Text excerpt:
— Begin —
Tsvangirai v The Special Broadcasting Service
[2002] NSWSC 532
•14 June 2002
CITATION: MORGAN TSVANGIRAI v THE SPECIAL BROADCASTING SERVICE [2002] NSWSC 532 CURRENT JURISDICTION: DEFAMATION LIST FILE NUMBER(S): SC 20062 of 2002 HEARING DATE(S): 11 June 2002 JUDGMENT DATE: 14 June 2002 PARTIES :
MORGAN TSVANGIRAI
(Plaintiff)v
THE SPECIAL BROADCASTING SERVICE
(Defendant)JUDGMENT OF: Levine J
COUNSEL : T MOLOMBY
T BLACKBURN
(Plaintiff)
(Defendant)SOLICITORS: RL WHYBURN & ASSOCIATES
MINTER ELLISON
(Plaintiff)
(Defendant)
CATCHWORDS: Pleading - statement of claim - "strike in" application - test for determining whether omitted portions should be pleaded - reasonably capable of materially altering complexion of imputation - "transient" television program LEGISLATION CITED: Supreme Court Act 1970 CASES CITED: Amalgamated Television Services Pty Ltd v Marsden (1998) 43 NSWLR 158
Cinevest v Yirandi Productoins Ltd [2001] NSWCA 68
Gordon v Amalgamated Television Services Pty Ltd & Anor (1980) 2 NSWLR 410
Mularczyk v John Fairfax Publications Pty Ltd [2001} NSWCA 467
Pavy v John Fairfax Publications Pty Ltd [2002] NSWCA 46
Rainy v Bravo (1872) L.R. 4 P.C. 287
Rivkin v John Fairfax Publications Pty Ltd [2002] NSWCA 87
Ron Hodgson (Trading) Pty Ltd v Belvedere Motors (Hurstville) Pty Ltd & Ors (1971) 1 NSWLR 472
Samra v Federal Capital Press [2002] NSWCA 93
World Hosts Pty Ltd v Mirror Newspapers Ltd [1976] 1 NSWLR 712DECISION: See paragraph 19
DJL:1
[2002] NSWSC 532
IN THE SUPREME COURT
OF NEW SOUTH WALES
COMMON LAW DIVISION
DEFAMATION list
JUSTICE DAVID LEVINE
FRIDAY 14 JUNE 2002
20062 OF 2002
MORGAN TSVANGIRAI
(Plaintiff)
THE SPECIAL BROADCASTING SERVICEv
(Defendant)
1 The plaintiff commenced proceedings against the defendant by a Statement of Claim filed on 28 February 2002. In that pleading he states that he is the Leader of the Movement for Democratic Change the main opposition party in the Parliament of Zimbabwe. The plaintiff claims damages for defamation.
2 By paragraph 3 of the Statement of Claim, the plaintiff alleges that on or about 13 February 2002 the defendant published in its program “Dateline” the following words of and concerning him:
- “(T)onight we present evidence that the Opposition Leader has no intention of letting the electoral process take its course. Whilst parading his supposedly democratic credentials, Mr Tsvangirai has, in fact, been plotting to kill President Mugabe”.
3 The plaintiff contends that that matter complained of carries the following imputation defamatory of him:
- “That he was guilty of the crime of conspiracy to murder Robert Mugabe, President of Zimbabwe”.
4 To use the argot of the Defamation List, the defendant moves the Court for what is known as a “strike-in” order.
5 Exhibit A on the defendant’s application is a transcript, admitted by consent, of what exhibit B (a video tape similarly admitted) discloses to have been a Dateline program of approximately 50 minutes in length. The material referred to above in paragraph 3 of the Statement of Claim can be identified as having been extracted from words spoken by Ms Jana Wendt introducing the report presented by Dateline’s Mark Davis.
— End —
Listed entries:
— Begin —
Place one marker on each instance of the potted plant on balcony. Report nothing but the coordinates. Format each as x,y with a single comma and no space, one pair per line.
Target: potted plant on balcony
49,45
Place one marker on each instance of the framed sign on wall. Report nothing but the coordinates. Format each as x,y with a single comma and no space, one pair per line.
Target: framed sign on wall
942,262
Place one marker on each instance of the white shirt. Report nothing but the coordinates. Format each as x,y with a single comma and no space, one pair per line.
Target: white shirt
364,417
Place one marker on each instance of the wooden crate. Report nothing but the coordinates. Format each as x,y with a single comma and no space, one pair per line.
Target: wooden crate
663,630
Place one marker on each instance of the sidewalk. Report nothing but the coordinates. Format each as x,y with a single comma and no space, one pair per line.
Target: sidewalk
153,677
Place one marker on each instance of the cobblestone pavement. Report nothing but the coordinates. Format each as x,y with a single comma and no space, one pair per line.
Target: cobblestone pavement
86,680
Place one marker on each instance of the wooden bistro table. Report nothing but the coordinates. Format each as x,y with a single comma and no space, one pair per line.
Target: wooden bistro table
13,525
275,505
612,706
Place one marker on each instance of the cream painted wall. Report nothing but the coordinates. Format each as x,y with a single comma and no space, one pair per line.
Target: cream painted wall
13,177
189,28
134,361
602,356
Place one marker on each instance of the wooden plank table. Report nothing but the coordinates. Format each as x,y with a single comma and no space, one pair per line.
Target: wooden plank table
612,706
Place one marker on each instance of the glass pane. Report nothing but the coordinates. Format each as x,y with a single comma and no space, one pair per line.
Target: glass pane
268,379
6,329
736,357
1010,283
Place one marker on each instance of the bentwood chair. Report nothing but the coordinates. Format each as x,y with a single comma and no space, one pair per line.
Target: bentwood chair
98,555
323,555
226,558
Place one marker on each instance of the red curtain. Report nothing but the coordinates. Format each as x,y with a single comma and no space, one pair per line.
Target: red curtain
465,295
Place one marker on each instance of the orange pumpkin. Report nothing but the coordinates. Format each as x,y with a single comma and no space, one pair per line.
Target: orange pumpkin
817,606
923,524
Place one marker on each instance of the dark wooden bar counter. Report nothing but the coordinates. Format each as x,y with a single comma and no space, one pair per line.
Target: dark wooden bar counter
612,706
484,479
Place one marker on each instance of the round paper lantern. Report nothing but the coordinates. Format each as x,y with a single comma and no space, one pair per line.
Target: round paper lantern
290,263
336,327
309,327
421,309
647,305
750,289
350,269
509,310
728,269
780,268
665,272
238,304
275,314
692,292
— End —
Challenge 1: Using the defamation judgment, decide whether each statement agrees with it: (a) the Statement of Claim was filed on 28 February 2002; (b) the Dateline program ran about 30 minutes; (c) the plaintiff leads the governing party in the Parliament of Zimbabwe. Answer yes or no for each and quote the words that settle it.
Challenge 2: Please go on with the defamation judgment, starting right after its last sentence.
The entries are a separate body of material and are not part of the defamation judgment.

Reply 1:
(a) Yes: "by a Statement of Claim filed on 28 February 2002"
(b) No: "a Dateline program of approximately 50 minutes in length"
(c) No: "the Leader of the Movement for Democratic Change the main opposition party in the Parliament of Zimbabwe"

Reply 2:
6 The order the defendant seeks is that the plaintiff plead the entirety of the Dateline program. The defendant argues that to take but two sentences from the entirety of that program (and from the introductory portion) and sue on an imputation claimed to arise from those two sentences, is impermissible. It is argued for the defendant that the effect of the matter complained of must be taken from the whole of what was published by the defendant, and that the defendant, in any event, is entitled to put the whole of the program before the jury and have that tribunal’s view on whether matter additional to that pleaded by the plaintiff in fact materially alters or qualifies what is described as the “complexion” of the imputation.
7 The relevant principles are set out in Ron Hodgson (Trading) Pty Ltd v Belvedere Motors (Hurstville) Pty Ltd & Ors (1971) 1 NSWLR 472. The Court of Appeal upheld the order of the judge at first instance striking out 35 counts in a declaration. The defamatory material in each count was contained in an advertisement placed by the defendant which operated a used car business. The particular part of the advertisement relied on by the plaintiff was the passage under the heading ”Warning” which the plaintiff claimed imputed to it that it was guilty of commercial dishonesty. There was a great deal of irrelevant material in the advertisements including photographs and descriptions of the motor vehicles available and passages dealing with the availability of finance. The Court of Appeal upheld the striking out of each of the 35 declarations on the basis that the additional matter could not in any way alter, qualify or otherwise affect the defamatory matter. The Court was of course concerned with the peculiar status enjoyed by pleadings in the very strict sense as applied before the enactment and operation of the Supreme Court Act 1970. Nonetheless Asprey JA at 477A, having considered the aspect just mentioned said:
- “If the alleged defamatory matter be contained within other written material, it is sufficient to set forth in the declaration the libellous passages only, provided that their meaning be clear and distinct. But, if the meaning of the passages taken singly is not clear or if the complexion of the imputation conveyed by the libellous passages is materially altered or qualified by other passages in the written material, the plaintiff must set out all of the passages in the written material which affect the sense of the alleged defamatory matter.”
His Honour cited the early authority of Rainy v Bravo (1872) L.R. 4 P.C. 287 at pp 296-297.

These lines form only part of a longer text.